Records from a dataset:
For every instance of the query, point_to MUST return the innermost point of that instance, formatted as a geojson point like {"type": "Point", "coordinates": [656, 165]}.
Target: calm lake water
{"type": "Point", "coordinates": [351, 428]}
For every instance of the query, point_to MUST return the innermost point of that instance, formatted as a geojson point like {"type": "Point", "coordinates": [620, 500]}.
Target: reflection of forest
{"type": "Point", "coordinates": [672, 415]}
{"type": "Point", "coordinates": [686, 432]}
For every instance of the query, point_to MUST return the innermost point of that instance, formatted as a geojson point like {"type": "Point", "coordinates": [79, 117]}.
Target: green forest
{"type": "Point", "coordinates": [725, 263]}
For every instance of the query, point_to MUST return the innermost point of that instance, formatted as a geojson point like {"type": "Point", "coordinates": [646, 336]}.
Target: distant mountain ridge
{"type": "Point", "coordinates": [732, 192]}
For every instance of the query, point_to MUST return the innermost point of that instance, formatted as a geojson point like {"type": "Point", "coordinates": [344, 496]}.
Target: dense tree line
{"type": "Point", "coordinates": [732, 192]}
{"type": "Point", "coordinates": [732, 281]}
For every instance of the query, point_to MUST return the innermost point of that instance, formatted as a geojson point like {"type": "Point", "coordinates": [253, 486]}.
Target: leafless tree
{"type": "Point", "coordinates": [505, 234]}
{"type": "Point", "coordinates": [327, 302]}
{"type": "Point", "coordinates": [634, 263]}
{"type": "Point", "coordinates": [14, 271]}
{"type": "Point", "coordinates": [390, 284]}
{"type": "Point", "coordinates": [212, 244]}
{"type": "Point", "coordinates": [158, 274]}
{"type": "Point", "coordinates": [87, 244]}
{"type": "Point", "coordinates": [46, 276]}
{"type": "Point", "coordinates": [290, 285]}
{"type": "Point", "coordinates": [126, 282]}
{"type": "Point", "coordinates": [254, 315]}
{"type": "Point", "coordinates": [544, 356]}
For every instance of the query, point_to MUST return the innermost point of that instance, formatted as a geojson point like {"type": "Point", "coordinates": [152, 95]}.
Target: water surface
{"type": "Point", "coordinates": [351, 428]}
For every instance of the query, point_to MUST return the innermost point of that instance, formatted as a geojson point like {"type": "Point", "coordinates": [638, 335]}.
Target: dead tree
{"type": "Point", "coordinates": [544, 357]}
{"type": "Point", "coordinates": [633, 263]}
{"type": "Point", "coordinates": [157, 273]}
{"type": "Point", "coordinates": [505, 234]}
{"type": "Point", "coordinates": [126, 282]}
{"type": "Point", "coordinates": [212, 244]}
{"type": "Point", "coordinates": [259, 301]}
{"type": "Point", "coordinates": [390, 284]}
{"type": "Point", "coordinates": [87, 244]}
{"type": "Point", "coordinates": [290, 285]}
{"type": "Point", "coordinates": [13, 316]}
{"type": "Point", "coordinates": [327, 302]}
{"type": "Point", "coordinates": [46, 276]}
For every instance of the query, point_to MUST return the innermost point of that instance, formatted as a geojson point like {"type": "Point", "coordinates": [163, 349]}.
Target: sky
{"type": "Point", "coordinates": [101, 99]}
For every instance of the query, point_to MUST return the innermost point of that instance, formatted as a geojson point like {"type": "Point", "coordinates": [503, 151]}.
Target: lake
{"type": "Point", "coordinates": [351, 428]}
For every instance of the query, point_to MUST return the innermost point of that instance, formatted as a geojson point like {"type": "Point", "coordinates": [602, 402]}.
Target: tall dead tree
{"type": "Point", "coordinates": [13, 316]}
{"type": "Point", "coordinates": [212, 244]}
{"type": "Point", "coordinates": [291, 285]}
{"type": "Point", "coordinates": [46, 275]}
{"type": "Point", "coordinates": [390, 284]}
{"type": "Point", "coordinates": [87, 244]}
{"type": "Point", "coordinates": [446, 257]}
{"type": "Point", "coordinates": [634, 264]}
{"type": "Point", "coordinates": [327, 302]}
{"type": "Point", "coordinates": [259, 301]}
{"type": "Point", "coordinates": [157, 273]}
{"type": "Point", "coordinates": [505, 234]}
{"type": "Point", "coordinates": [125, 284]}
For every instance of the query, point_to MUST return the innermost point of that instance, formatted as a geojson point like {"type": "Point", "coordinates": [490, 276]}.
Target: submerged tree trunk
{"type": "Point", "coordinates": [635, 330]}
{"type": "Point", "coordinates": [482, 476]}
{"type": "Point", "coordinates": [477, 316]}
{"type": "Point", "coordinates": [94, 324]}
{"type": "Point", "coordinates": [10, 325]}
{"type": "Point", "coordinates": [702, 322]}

* * *

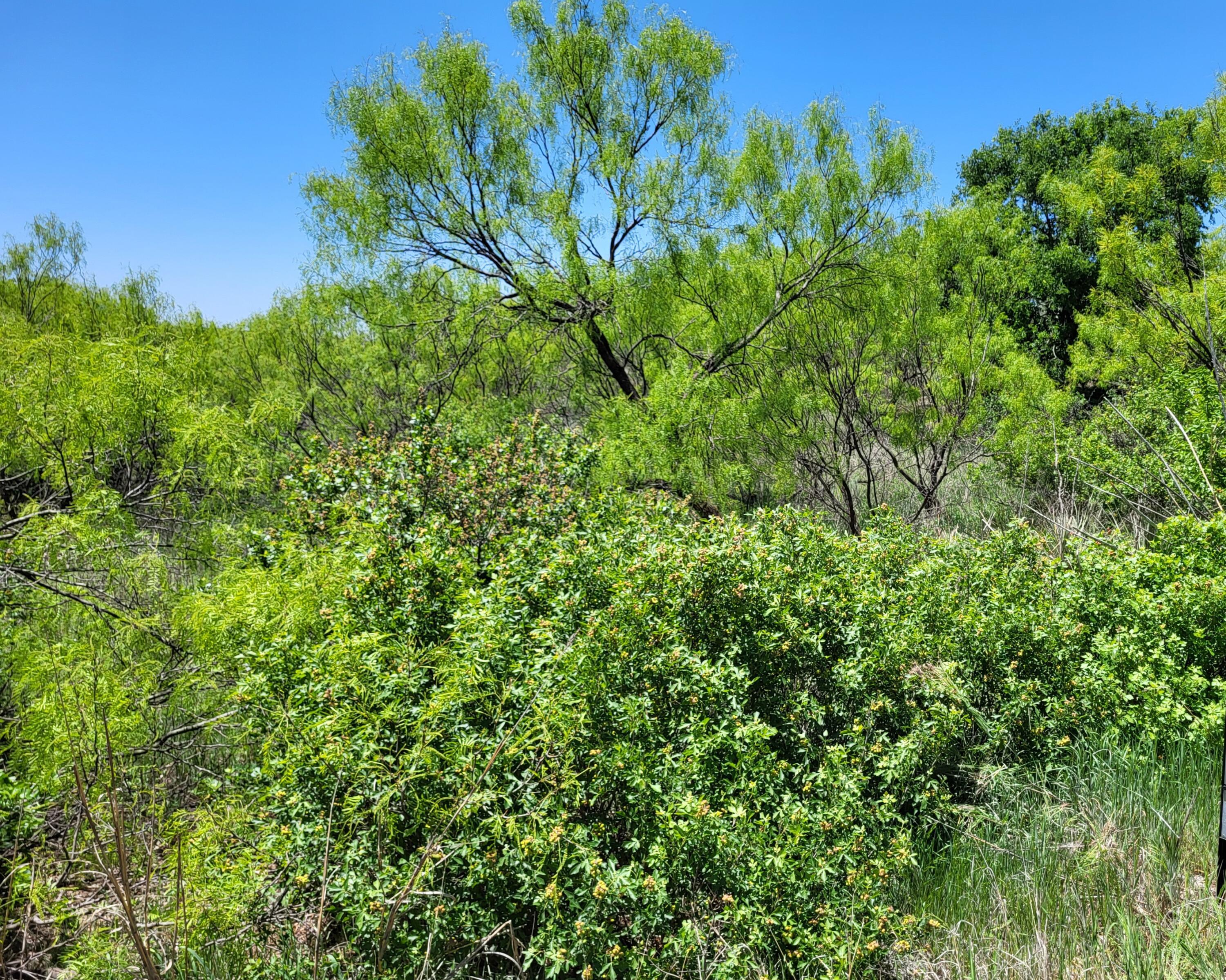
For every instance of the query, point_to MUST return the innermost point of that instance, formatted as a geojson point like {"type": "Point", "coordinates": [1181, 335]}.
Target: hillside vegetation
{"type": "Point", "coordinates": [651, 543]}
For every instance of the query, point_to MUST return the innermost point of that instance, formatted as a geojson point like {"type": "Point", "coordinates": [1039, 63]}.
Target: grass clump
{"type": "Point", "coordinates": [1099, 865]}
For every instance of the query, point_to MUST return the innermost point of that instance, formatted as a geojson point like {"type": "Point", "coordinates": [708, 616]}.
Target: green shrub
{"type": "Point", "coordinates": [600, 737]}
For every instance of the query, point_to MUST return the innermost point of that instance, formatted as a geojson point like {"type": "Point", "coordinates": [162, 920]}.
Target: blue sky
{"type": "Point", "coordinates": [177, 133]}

WRITTEN INSTRUCTION: Return every line of the records that contains the word "water", treating uppercase and lowercase as distinct.

WRITTEN RESPONSE:
Target: calm lake water
Target: water surface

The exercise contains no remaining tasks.